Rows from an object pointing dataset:

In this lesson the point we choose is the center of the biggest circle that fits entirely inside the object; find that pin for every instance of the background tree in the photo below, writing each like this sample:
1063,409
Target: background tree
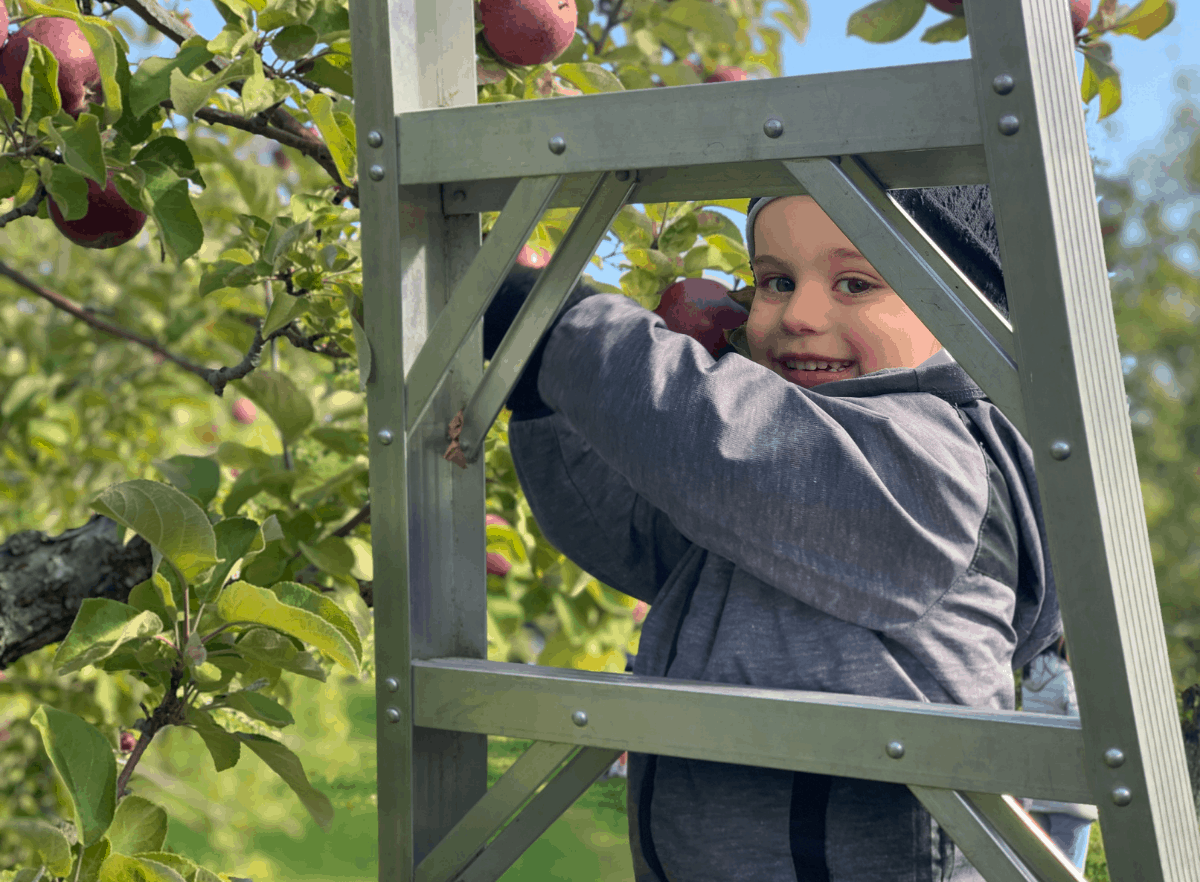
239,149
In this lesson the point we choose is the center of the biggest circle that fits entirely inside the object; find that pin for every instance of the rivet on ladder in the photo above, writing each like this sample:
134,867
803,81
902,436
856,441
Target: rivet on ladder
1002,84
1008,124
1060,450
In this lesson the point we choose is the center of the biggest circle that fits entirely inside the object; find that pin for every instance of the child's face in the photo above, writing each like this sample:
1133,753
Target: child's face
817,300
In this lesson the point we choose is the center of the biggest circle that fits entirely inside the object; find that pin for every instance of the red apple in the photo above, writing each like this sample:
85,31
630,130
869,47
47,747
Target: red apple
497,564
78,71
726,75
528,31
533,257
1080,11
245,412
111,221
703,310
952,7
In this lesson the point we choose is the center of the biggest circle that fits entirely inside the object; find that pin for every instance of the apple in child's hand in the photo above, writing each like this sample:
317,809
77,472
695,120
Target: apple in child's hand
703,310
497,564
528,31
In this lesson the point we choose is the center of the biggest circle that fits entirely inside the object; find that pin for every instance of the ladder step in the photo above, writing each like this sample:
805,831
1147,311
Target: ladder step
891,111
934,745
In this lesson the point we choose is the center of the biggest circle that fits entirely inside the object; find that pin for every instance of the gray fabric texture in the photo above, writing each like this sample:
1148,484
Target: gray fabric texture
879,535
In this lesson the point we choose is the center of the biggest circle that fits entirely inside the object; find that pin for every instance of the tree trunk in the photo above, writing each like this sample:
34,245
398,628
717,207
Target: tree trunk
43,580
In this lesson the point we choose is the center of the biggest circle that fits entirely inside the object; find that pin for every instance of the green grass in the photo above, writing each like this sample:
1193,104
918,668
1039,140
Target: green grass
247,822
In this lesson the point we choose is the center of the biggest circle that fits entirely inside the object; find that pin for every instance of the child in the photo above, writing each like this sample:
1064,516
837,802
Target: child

Work instructions: Quote verbatim everything from the line containing "the child in" down to the end of the material above.

Result of the task:
In this lesson the point we choose is the center of the biggest circle that fits entirely inside the object; find that pin for every instance of the child in the photo above, writing each like this sample:
1064,516
837,802
Target: child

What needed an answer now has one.